AUFGABEN:
[1] Formuliere im Text über das Reisen den Absatz, der mit „Den wahren Frieden“ beginnt, kürzer und behalte seine wesentlichen Aussagen bei.
[2] Schreibe den Text über das Reisen im Anschluss an seinen letzten Satz weiter.

TEXTAUSZUG:
━━━━━━━━━━

Ich glaube viele wollen Reisen, um ihre Altlast los zu werden und merken unterwegs, das sie selbst das Problem sind und nicht die Umgebung.

Den wahren Frieden und echte Bestimmung, finden wir nur in uns selber, egal wo wir sind. Aber dennoch finde ich, Reisen auf diesem Weg zu sich selber unglaublich bereichernd.

Der neue Input bringt mich näher zu mir und gibt mehr raum, um herauszufinden was ich wirklich im leben möchte, wie ich meine Bestimmung leben kann.

Schön, dass wir uns gegenseitig mit neuen Denkanstössen bereichern können, das sollte doch das Ziel von Steemit und ganz generell von einer Freundschaft sein, oder? :)

Ja, das mit der Altlast kann ich so unterschreiben. Das Tolle daran ist, dass man sich durch diesen Bewusstwerdungsprozess, der in Richtung Selbstverantwortung strebt, schlussendlich wirklich von vielem befreien kann.

━━━━━━━━━━

BEREITGESTELLTES MATERIAL:
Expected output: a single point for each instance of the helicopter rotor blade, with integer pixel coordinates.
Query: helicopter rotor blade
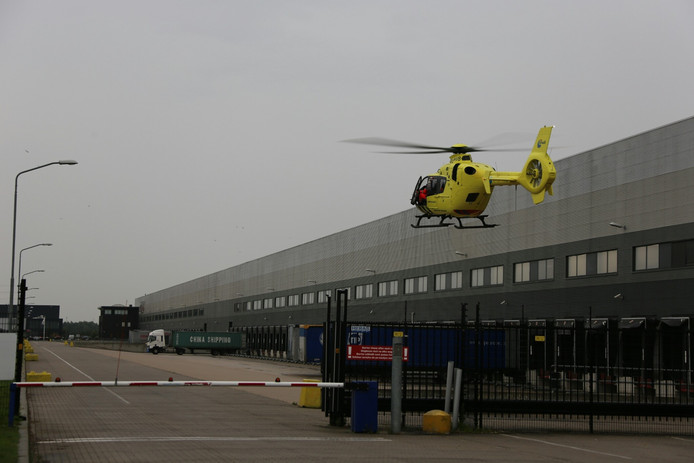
(396, 143)
(415, 152)
(428, 149)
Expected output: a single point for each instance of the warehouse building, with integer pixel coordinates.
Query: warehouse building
(615, 241)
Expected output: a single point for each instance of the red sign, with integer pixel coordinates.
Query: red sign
(378, 353)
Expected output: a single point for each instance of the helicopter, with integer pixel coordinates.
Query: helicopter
(462, 188)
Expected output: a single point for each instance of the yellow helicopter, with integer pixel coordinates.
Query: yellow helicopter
(461, 189)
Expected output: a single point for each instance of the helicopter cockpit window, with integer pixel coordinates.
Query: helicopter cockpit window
(436, 185)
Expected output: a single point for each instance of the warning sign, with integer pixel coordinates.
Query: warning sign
(377, 353)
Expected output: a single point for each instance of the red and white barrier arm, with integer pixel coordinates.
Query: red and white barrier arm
(179, 383)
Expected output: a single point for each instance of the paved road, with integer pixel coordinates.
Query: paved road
(186, 424)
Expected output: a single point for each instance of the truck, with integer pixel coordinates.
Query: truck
(216, 343)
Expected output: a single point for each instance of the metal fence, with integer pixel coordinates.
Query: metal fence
(594, 375)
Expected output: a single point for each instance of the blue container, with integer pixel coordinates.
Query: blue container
(365, 407)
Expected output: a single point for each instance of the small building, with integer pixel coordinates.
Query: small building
(115, 322)
(39, 320)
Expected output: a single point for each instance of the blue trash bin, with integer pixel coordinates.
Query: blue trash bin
(365, 406)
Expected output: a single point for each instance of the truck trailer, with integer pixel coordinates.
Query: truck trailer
(217, 343)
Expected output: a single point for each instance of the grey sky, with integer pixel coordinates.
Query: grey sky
(207, 132)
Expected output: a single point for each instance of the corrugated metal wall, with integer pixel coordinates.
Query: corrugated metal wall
(643, 182)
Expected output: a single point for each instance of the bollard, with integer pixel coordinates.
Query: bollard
(396, 384)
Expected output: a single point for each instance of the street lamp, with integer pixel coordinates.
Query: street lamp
(65, 162)
(29, 273)
(20, 319)
(19, 269)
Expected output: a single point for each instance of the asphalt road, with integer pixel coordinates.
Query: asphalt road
(220, 424)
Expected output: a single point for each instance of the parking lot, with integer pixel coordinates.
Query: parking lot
(127, 424)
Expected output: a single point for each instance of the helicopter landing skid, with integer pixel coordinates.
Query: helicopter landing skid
(443, 222)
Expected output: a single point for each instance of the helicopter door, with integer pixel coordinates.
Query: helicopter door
(419, 196)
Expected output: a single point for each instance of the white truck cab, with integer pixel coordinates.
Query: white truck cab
(156, 341)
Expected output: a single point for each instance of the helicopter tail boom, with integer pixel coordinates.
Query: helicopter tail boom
(538, 172)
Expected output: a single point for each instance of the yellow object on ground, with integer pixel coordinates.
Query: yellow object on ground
(310, 396)
(436, 422)
(34, 377)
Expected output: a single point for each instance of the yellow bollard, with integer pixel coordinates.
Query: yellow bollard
(436, 422)
(310, 396)
(43, 377)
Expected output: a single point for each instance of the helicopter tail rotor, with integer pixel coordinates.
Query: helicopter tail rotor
(539, 172)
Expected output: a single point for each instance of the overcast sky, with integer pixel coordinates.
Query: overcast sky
(208, 132)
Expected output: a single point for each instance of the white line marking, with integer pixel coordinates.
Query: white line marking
(83, 373)
(569, 447)
(89, 440)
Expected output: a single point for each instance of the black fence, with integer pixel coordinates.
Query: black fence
(597, 375)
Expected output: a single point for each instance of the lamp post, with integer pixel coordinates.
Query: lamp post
(20, 322)
(64, 162)
(19, 267)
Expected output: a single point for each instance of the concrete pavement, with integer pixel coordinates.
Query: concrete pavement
(127, 424)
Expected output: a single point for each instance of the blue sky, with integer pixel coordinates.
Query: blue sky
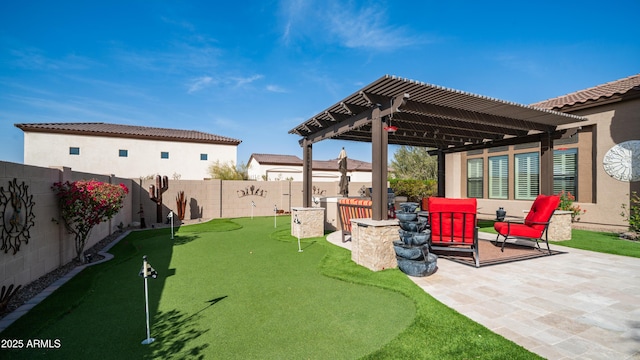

━━━━━━━━━━

DIE ANTWORTEN:
[1] Wahren Frieden und echte Bestimmung finden wir nur in uns selbst, egal wo wir sind. Trotzdem ist Reisen auf dem Weg zu sich selbst sehr bereichernd.

[2]
lg noël

Das ist im Leben immer so. Egal wo man hin geht, selbst wenn man auswandert, man nimmt sich immer selber mit. Orientierung ist dabei das allumspannende Wort. Ich bin schon ein etwas älteres Semester und stelle in meinen Beobachtungen fest, das es in unserer heutigen Zeit meistens an Orientierung mangelt. Viele Wissen nicht was und wohin sie wollen. Die Zeit des Suchens wird immer länger und die Handlung immer weniger. Ob es eine Bestimmung gibt, möchte ich weder bejahen noch verneinen. Wer Orientierung hat, stellt sich selten diese Frage. Wir stehen uns auch meistens selbst im Weg. Umstände zwingen uns anscheinend permanent Qualifikationszettel nachzulaufen (ich weiß wovon ich spreche) und zu erwerben. Ob wir deshalb auch qualifiziert sind steht auf einem ganz anderen Blatt. Freiheit, was auch immer jeder einzelne darunter versteht, wird einem nicht geschenkt. Es liegt an den vielen Gängelungen die unser Leben beeinflussen. Es wäre daher viel besser mehr Angebote zu machen, die man annehmen oder auch ablehnen kann, als Gebote. Verbote braucht jede Gesellschaftsform aber Gebote braucht niemand. Angebote befördern die Freiheit, die Freiheit selbst über die Angebote nachzudenken und sie anzunehmen oder bei Nichtgefallen abzulehnen.